• _WHAT THE TASK REQUIRES_
Copy out the items below word for word, from their first line through the line that contains "<point>181,114</point>", with both ends included. Leave the pictures out.

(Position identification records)
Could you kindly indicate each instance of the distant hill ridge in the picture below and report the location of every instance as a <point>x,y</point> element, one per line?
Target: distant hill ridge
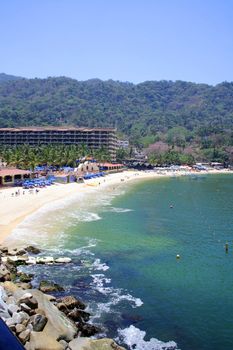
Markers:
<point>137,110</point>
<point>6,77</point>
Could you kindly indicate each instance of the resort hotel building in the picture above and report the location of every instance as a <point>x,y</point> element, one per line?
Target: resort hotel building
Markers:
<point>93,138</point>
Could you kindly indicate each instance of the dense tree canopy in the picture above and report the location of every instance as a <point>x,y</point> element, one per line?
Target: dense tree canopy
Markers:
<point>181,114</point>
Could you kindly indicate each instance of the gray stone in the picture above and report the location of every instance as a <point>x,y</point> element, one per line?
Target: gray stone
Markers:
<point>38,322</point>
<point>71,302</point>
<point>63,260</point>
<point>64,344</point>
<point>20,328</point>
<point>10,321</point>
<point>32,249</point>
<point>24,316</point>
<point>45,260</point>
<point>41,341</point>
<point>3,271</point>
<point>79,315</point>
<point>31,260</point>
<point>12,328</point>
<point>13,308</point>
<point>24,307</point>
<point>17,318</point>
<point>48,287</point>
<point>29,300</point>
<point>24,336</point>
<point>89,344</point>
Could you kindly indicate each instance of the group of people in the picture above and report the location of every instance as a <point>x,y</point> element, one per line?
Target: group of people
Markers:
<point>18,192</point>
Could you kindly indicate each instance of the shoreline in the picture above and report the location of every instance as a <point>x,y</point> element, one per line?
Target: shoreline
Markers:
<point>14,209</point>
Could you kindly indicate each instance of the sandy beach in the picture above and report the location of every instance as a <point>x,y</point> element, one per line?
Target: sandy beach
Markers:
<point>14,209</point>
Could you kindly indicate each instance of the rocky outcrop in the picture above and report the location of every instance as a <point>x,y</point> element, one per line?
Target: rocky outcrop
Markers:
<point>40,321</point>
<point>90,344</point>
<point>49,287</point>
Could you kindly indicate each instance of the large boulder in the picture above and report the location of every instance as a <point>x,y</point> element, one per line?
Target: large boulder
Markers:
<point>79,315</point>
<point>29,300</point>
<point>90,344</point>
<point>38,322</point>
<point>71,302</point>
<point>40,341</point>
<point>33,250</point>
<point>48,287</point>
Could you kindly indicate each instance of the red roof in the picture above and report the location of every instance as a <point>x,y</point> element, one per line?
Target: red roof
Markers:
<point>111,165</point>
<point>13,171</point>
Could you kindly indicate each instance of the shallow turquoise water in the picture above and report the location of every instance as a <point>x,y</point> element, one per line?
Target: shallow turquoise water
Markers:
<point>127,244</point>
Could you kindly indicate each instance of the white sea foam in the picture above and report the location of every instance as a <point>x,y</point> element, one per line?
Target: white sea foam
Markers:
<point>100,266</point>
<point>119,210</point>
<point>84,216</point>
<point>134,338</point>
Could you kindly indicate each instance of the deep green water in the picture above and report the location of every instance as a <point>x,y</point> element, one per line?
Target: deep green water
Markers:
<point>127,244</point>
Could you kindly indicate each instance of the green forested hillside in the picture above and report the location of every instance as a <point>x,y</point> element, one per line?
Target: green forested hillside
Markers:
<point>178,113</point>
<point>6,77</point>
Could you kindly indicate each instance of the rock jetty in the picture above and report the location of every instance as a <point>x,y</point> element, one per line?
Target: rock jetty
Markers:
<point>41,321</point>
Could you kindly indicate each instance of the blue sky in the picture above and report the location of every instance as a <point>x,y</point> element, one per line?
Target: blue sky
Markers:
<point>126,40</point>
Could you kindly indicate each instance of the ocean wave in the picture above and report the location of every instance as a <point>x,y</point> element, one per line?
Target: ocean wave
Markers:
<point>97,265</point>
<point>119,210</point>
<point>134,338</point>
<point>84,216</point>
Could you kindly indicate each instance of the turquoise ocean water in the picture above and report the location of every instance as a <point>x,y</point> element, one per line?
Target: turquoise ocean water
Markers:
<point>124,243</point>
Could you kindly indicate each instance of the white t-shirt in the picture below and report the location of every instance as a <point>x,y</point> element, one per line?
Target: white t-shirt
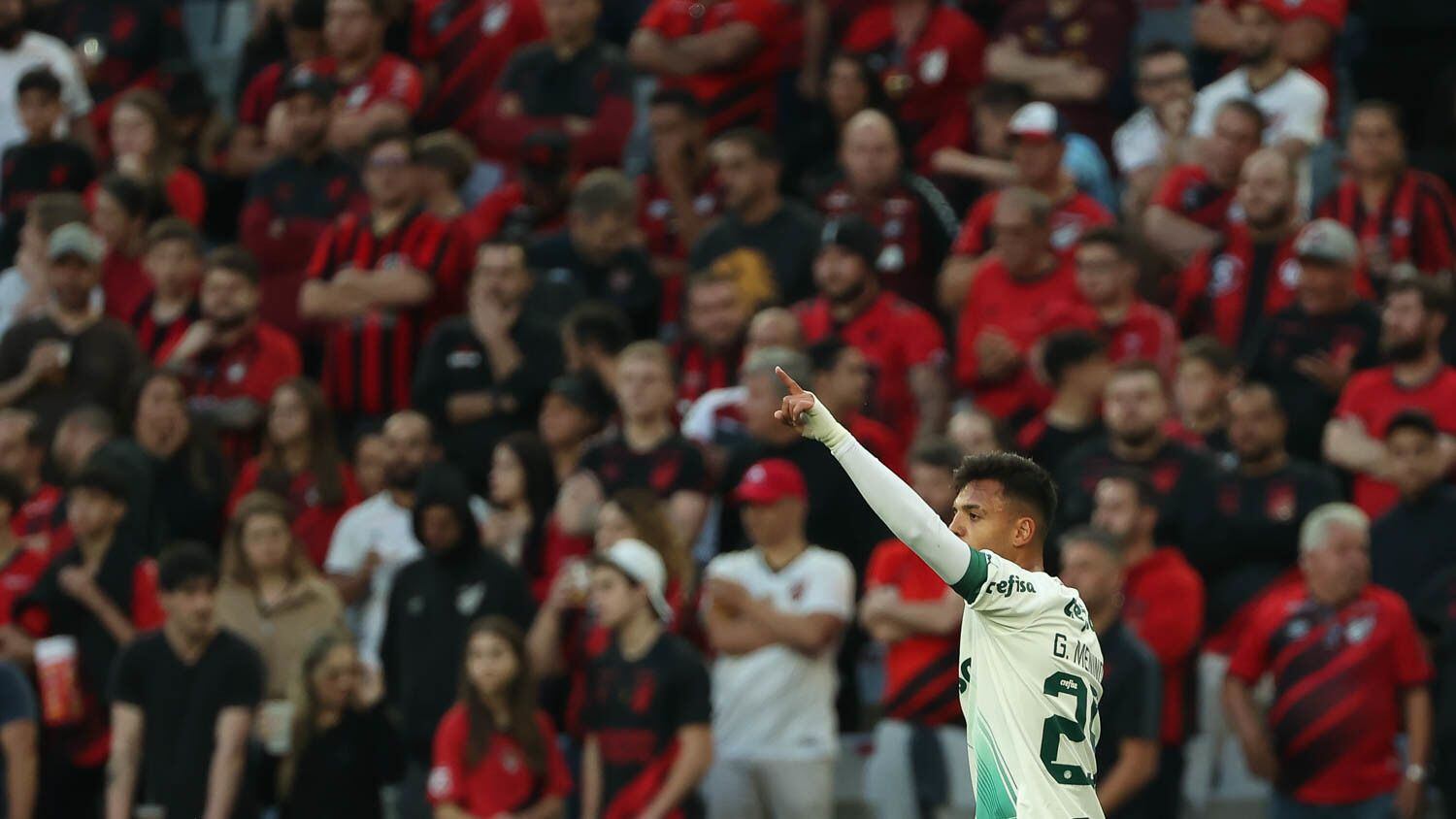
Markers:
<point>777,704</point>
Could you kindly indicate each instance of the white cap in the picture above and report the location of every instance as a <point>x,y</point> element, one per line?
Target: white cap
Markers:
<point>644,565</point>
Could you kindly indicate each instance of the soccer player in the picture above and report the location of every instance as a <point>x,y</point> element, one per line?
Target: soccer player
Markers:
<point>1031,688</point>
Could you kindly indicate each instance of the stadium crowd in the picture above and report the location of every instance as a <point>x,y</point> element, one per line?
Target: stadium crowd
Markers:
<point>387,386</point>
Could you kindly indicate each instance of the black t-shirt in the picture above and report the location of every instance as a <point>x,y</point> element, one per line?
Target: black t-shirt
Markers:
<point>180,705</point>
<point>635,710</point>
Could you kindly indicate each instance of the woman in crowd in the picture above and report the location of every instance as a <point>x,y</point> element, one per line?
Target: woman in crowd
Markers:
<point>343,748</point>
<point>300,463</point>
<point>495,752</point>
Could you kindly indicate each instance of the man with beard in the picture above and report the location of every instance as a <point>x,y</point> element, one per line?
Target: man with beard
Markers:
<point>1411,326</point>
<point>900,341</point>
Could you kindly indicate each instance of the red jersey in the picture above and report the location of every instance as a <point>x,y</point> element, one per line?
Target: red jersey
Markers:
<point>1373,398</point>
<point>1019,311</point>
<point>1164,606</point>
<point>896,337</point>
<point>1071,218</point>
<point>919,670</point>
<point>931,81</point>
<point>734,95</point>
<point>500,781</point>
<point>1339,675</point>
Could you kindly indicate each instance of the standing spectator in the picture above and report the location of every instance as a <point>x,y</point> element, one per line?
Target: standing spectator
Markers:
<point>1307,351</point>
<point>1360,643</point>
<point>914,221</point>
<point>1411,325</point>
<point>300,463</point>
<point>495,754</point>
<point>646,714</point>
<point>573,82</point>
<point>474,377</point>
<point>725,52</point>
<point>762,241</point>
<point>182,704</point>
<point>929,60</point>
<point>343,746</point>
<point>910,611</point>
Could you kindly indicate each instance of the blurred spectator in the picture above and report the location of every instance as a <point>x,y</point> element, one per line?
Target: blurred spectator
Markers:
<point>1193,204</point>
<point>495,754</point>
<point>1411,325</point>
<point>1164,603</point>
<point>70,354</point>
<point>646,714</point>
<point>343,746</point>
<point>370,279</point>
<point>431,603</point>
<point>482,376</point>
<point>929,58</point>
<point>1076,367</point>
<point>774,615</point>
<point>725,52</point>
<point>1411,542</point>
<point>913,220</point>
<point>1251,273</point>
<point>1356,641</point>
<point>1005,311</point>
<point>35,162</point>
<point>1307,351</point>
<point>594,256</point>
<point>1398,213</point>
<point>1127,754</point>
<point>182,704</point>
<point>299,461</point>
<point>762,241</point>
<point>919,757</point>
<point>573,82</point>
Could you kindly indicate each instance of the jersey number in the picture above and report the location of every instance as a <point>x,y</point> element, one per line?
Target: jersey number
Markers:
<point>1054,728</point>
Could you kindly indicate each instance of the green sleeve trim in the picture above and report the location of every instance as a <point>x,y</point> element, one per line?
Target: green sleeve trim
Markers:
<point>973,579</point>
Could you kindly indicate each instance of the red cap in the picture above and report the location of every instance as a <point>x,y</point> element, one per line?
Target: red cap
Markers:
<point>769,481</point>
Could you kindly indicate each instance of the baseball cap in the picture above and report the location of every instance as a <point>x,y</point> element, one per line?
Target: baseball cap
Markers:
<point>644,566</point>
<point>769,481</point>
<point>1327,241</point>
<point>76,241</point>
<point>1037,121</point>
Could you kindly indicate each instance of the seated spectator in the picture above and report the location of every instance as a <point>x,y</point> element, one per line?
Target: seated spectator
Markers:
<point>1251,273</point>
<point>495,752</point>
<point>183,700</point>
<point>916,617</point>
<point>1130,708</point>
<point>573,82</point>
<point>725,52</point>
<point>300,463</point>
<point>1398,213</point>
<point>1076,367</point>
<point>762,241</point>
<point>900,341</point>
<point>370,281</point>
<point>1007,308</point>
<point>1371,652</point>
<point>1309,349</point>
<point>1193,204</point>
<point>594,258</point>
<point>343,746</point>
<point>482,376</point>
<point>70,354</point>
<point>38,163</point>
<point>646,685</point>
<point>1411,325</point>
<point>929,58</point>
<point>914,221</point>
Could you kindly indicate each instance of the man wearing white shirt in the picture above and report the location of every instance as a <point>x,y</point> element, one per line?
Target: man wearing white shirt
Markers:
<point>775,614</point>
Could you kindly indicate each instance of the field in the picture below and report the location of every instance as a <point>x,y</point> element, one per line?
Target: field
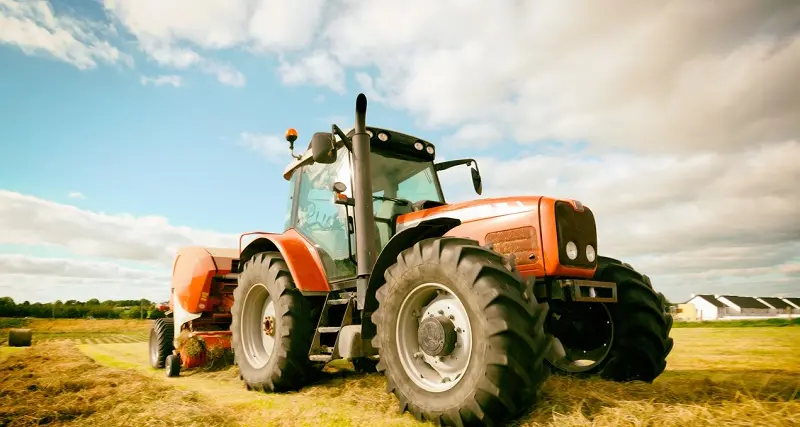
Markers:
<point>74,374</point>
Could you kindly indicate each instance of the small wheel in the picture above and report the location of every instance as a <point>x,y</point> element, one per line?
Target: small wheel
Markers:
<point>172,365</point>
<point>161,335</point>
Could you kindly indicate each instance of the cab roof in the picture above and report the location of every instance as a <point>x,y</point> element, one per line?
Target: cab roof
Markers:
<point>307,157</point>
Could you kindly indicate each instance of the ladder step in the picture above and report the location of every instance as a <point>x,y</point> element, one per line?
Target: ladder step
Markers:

• _EXERCISE OUTPUT_
Could you kindly indicate each instance of the distant hill ridge in the picture below and report the location of every instance as a <point>x,y</point> element, one per line?
Target: distant hill ridge
Markers:
<point>137,110</point>
<point>6,77</point>
Could you kindly indicate each instance of the resort hotel building in the picture above and report the location of every instance as a <point>x,y</point> element, one per line?
Target: resort hotel building
Markers:
<point>93,138</point>
Could you kindly indicate each instance of the dense tree canopy in the picture above and report the location of every instance as a <point>x,y</point> element, one per line?
Target: dense tree canopy
Markers:
<point>181,114</point>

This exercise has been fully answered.